* start *

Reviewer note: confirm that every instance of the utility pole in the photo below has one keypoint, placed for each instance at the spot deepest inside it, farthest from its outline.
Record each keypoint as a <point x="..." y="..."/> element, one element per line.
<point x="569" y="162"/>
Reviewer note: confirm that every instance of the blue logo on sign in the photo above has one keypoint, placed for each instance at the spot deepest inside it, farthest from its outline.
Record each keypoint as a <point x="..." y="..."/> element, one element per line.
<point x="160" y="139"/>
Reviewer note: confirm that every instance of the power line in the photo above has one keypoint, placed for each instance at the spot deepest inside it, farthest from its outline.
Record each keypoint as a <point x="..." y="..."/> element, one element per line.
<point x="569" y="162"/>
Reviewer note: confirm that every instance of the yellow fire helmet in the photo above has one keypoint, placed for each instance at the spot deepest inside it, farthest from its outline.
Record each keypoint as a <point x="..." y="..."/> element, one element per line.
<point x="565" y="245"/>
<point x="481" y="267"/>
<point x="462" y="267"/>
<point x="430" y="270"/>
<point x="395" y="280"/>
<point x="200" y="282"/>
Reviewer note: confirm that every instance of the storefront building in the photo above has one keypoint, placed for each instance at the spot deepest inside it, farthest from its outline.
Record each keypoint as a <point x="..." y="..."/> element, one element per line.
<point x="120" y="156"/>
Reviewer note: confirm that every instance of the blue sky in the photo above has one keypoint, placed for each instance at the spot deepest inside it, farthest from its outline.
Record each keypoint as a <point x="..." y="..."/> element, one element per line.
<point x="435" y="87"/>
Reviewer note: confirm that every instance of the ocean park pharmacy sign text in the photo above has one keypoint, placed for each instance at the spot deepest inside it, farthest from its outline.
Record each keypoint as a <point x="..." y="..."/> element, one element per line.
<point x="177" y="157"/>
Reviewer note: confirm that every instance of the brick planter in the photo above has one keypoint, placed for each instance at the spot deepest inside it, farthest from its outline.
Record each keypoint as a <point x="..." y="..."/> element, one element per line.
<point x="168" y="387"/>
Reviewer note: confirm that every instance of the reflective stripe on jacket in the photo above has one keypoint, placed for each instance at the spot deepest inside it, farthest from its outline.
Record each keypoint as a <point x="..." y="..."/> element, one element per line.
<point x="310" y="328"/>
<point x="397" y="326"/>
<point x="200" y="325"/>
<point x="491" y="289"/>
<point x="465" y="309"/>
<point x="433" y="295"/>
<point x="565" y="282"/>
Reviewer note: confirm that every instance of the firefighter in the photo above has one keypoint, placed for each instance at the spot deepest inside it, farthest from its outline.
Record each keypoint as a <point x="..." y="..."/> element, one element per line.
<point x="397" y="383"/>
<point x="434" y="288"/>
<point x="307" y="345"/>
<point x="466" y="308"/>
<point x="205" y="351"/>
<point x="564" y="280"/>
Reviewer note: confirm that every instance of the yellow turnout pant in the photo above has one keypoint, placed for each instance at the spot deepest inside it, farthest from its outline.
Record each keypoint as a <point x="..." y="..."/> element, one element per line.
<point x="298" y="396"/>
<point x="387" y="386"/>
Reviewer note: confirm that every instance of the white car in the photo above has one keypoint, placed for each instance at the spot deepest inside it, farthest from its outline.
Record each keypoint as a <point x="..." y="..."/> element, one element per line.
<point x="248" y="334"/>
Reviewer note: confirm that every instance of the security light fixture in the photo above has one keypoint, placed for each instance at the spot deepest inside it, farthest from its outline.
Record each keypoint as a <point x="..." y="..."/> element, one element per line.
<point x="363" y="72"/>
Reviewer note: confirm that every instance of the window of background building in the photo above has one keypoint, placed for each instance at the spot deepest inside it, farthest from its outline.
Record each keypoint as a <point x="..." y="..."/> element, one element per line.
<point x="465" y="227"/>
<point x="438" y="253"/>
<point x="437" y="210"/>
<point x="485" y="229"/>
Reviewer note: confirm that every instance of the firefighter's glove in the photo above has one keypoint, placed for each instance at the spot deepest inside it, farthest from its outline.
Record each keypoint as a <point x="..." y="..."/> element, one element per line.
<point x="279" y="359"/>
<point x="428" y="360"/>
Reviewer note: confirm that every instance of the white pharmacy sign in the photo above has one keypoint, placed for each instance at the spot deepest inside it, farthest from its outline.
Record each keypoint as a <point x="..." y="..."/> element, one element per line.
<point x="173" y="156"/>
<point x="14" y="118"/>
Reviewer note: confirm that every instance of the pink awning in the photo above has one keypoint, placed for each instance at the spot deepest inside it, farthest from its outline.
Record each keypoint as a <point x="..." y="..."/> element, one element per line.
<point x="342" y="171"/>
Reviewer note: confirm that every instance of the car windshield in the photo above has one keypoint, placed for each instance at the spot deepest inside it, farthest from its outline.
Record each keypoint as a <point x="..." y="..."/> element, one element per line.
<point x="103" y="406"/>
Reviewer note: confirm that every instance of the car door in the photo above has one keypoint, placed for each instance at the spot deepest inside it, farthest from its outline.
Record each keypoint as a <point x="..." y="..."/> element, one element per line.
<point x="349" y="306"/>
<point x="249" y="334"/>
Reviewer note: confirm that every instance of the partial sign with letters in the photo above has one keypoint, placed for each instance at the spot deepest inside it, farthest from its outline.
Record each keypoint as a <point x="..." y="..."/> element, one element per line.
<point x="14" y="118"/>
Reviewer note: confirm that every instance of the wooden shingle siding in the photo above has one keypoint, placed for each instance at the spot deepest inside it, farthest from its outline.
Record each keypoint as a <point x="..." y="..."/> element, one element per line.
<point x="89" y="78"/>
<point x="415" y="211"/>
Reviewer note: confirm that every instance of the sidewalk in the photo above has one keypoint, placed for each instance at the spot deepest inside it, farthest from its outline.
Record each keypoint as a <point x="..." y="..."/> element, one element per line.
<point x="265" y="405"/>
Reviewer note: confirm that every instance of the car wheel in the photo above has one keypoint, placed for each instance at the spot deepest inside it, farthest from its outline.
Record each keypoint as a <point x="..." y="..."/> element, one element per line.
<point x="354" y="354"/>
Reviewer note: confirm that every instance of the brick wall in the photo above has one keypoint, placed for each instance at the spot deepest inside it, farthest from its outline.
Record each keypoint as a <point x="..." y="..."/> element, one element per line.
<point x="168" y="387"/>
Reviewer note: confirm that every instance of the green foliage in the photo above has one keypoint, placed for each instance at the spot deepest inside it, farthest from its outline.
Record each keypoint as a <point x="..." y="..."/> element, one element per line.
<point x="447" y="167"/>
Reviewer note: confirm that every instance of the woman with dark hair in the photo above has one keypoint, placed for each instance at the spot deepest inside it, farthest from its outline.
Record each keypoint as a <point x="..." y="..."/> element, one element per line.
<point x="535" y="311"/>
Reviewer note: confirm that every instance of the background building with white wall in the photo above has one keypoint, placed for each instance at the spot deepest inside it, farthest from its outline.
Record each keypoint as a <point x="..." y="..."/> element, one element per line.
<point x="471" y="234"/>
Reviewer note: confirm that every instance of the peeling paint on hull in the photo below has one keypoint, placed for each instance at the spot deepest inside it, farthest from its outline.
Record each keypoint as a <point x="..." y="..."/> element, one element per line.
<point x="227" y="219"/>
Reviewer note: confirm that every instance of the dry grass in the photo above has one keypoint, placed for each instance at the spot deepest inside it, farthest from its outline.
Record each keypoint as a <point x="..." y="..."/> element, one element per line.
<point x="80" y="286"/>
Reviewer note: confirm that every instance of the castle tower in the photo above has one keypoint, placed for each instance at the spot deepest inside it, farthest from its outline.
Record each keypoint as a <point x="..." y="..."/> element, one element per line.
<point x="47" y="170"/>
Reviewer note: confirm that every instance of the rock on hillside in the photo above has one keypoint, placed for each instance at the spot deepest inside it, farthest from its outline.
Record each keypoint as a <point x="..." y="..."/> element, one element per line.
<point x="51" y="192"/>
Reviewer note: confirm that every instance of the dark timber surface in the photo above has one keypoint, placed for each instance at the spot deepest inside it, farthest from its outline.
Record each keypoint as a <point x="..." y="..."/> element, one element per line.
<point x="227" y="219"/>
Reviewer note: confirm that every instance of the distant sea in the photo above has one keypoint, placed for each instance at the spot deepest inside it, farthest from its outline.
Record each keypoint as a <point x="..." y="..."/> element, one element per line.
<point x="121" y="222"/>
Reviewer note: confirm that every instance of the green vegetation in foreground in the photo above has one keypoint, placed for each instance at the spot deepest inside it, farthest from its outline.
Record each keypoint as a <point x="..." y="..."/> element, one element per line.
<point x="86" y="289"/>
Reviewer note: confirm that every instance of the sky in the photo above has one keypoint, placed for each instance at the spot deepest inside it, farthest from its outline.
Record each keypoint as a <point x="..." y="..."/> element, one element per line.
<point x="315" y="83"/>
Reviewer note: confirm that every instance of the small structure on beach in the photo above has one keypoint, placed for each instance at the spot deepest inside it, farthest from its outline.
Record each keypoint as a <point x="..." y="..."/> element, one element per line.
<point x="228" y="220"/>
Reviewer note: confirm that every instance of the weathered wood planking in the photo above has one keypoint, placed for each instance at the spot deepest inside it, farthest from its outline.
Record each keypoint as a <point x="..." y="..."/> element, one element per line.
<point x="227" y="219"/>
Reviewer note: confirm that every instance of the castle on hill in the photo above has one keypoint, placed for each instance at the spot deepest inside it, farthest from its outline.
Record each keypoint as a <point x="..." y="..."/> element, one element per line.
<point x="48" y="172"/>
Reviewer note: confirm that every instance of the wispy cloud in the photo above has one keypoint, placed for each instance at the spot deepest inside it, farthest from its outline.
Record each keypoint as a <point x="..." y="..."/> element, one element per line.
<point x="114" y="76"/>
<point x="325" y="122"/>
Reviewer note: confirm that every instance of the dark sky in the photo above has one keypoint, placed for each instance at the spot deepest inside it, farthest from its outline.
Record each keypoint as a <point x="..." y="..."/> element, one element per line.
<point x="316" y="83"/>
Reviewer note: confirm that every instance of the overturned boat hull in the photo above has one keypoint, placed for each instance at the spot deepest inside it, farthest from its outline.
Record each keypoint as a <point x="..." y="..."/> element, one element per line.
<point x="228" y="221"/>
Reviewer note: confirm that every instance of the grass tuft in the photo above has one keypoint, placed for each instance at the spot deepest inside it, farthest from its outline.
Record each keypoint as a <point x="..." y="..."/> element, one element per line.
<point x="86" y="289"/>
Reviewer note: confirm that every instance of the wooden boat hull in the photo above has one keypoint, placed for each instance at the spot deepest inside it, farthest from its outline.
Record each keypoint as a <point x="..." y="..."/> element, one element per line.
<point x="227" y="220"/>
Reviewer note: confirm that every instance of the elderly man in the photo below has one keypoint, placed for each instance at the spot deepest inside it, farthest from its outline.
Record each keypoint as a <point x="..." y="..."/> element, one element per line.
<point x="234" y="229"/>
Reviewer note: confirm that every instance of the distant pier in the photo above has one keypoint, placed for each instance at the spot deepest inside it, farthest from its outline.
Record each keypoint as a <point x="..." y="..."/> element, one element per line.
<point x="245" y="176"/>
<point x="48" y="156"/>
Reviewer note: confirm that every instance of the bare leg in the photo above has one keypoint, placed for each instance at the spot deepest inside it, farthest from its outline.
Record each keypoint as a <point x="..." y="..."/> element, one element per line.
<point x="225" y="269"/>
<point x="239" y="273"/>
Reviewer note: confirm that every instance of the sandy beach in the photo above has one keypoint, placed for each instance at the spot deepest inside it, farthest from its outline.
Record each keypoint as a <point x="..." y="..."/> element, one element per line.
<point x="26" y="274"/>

* end *

=== STATED GOAL ===
Beginning at the line where "Reviewer note: confirm that every instance of the elderly" appears, extract each line through the end of the data above; keep them exact and include nothing else.

=== RESULT FOR THIS TASK ===
Reviewer note: confirm that every instance of the elderly man in the photo below has one keypoint, placed for each instance at the spot deepest inside it, farthest from its outline.
Record each keypoint as a <point x="..." y="..."/> element, one element per line.
<point x="234" y="229"/>
Reviewer note: confirm that every instance of the distant pier in the photo above has one keypoint, placed for each instance at the spot deepest inside it, farthest from its outline.
Record each keypoint as a <point x="..." y="..."/> element, one element per line.
<point x="245" y="176"/>
<point x="48" y="156"/>
Reviewer note: confirm that every instance of the bare leg in the photo above has one keypoint, placed for each instance at the spot deepest inside it, farthest from its outline.
Record each keypoint as a <point x="..." y="..."/> element, one element per line.
<point x="225" y="269"/>
<point x="239" y="273"/>
Reviewer note: confirm that every instance of the sandy beach in the photo above has one keypoint, placed for each instance at the spot deepest inside it, farthest from its outline.
Record each keypoint as a <point x="..." y="..."/> element, one element per line.
<point x="26" y="274"/>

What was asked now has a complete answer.